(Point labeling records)
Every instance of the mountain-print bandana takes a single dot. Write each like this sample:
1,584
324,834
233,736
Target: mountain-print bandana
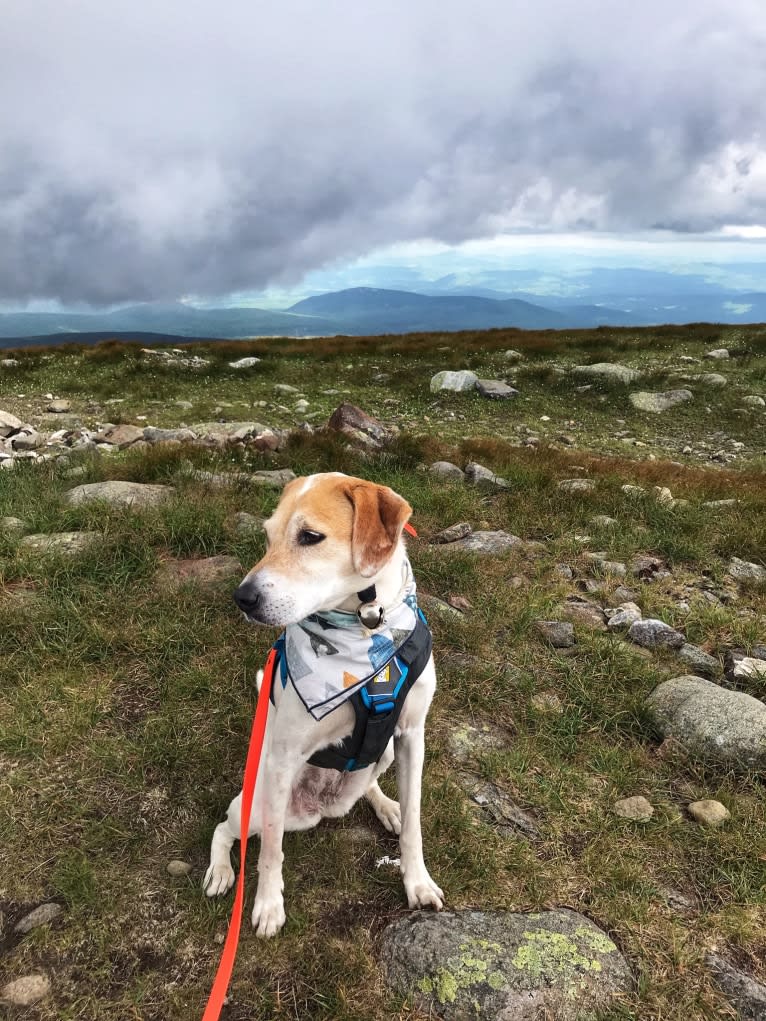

==

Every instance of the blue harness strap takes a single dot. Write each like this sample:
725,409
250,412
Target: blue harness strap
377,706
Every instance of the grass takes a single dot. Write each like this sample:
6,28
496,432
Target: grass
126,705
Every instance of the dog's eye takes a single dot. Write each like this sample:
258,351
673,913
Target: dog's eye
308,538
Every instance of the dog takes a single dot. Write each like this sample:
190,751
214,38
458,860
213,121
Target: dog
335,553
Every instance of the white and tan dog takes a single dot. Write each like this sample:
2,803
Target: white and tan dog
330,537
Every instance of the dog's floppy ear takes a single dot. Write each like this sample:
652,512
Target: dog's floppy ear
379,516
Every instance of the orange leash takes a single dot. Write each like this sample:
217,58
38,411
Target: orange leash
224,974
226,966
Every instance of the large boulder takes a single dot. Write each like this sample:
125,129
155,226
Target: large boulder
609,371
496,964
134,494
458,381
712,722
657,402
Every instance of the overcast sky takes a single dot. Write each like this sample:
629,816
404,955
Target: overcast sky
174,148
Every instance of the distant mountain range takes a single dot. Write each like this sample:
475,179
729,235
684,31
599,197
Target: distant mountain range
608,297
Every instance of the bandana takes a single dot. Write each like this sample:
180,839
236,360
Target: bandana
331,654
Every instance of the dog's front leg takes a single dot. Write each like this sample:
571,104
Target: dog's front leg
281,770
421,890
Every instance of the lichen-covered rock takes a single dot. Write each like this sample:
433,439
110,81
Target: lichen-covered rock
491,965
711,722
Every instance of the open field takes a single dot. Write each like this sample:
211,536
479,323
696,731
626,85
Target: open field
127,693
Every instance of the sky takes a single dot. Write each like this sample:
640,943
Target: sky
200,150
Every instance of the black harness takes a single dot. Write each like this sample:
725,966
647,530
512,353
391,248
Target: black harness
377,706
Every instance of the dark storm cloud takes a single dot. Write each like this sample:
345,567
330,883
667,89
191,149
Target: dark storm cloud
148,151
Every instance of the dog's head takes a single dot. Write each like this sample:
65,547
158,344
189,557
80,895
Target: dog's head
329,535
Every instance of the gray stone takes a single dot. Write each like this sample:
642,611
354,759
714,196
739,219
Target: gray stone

What this task involves: Change "mountain-print" to "paisley" in everything from the line containing "Every instance of the mountain-print" down to the line containing "Target: mountain-print bandana", and write those lines out again with nothing else altered.

The reply:
Every instance of the paisley bandana takes a single dot. Write each like this sample:
1,584
324,834
233,736
Target: paisley bandana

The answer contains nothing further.